▶ [Assigned task]
Answer these questions about the essay on gastro and marriage below:
1. What is the name of the dry riverbed that runs through Alice Springs?
2. Where does the author's marriage theory rate on the gross factor scale?
3. How many times must a couple have had Gastro in one relationship to be automatically married?

▶ [Selected extract]
=-=-=

What Gastro And Marriage Have In Common

I grew up in Alice Springs, which is a remote and dry part of Australia. It’s classified as desert. A dry riverbed known as ‘Todd River’ runs through the township. They built a road through the riverbed, because it flows so infrequently that it rarely causes a problem. The locals have a saying that goes along the lines of ‘If you’ve seen The Todd flow three times then you’re considered a local’. The idea is that it happens so rarely that to have seen it flow that many times you would have to have lived there for years.

I have recently developed my own similar theory with marriage. It isn’t particularly romantic, it’s an 8/10 on the gross factor scale and also not legally recognised. It’s so brilliant that I would petition the government to change the marriage laws to include it,(seriously, it’s got some genius level underpinnings and theories behind it) but I’ve been signing petitions about that stuff for years and haven’t heard back from them so far.

Here is my law for automatic marriage: If you’ve had Gastro three times in one relationship you are automatically married if you so wish. It’s that simple. It is a law that applies to all consenting adult relationships, whether they be gay or straight because I’m not a fan of discrimination.

=-=-=

(Saved data entries)
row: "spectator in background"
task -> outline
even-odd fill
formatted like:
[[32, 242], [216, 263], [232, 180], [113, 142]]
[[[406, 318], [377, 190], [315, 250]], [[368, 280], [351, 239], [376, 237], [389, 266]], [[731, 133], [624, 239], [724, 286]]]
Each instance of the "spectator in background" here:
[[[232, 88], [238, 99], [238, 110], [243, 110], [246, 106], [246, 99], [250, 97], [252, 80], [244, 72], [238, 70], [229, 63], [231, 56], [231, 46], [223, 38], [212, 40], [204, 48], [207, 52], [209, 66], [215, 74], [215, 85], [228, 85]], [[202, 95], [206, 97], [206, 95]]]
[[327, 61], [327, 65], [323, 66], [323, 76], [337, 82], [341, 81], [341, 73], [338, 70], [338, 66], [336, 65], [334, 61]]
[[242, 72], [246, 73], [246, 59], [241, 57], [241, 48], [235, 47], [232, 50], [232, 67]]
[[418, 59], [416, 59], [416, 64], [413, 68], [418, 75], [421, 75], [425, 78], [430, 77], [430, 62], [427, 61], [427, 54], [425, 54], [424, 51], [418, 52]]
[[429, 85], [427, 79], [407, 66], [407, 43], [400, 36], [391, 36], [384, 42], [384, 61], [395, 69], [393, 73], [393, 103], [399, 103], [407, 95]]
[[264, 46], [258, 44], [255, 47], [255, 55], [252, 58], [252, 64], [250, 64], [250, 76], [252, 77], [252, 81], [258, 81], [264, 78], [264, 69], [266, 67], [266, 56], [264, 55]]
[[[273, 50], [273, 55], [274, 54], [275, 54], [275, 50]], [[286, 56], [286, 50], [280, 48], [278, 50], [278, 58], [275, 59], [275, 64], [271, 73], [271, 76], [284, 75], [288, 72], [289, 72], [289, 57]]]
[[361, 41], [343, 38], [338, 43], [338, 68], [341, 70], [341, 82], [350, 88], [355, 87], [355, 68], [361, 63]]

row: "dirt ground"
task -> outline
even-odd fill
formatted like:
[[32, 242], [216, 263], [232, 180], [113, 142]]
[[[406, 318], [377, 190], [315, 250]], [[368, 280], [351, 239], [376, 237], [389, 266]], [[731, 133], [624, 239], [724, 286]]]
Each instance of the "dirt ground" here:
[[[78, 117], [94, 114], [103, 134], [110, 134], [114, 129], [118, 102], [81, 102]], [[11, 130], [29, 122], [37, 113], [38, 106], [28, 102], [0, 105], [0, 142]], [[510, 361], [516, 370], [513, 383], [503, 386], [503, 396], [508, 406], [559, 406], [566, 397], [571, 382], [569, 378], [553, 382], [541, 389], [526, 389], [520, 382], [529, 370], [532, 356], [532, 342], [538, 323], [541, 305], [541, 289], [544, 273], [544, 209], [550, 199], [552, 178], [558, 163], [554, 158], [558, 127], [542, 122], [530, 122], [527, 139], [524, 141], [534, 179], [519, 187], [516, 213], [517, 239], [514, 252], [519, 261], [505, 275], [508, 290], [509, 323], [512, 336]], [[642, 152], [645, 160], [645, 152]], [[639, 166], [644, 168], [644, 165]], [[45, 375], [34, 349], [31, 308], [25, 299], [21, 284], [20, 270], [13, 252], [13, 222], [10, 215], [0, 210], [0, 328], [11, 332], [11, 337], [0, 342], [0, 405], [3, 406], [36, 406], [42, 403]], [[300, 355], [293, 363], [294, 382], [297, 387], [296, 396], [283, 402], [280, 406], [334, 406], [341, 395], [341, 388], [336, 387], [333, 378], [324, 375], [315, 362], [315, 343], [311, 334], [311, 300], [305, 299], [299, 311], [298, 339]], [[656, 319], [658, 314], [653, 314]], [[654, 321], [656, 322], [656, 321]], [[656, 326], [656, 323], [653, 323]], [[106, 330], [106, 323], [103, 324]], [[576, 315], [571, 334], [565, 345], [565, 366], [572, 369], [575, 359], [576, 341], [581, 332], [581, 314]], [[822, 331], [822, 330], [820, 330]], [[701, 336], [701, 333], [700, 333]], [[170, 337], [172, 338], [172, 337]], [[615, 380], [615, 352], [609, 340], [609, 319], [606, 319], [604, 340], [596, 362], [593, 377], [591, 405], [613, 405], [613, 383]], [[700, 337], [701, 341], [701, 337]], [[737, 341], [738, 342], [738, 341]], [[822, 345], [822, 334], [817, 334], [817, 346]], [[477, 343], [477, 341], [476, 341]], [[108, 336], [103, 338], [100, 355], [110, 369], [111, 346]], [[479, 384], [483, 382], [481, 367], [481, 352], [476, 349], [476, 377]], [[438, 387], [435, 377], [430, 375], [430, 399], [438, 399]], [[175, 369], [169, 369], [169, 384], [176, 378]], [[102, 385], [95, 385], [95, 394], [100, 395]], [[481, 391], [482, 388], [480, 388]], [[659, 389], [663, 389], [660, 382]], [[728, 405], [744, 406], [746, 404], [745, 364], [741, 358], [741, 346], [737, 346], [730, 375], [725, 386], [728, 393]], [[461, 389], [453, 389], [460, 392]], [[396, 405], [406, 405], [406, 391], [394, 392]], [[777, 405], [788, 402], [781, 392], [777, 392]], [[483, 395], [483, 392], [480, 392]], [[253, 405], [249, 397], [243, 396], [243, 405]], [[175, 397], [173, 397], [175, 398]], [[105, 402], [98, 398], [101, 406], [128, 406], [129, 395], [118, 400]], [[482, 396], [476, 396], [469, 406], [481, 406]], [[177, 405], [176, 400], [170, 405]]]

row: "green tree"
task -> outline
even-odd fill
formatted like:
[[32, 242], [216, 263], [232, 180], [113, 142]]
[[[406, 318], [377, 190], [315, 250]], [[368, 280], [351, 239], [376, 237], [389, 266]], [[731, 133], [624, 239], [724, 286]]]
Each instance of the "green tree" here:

=-=-=

▶ [Written answer]
1. Todd River
2. 8/10
3. Three times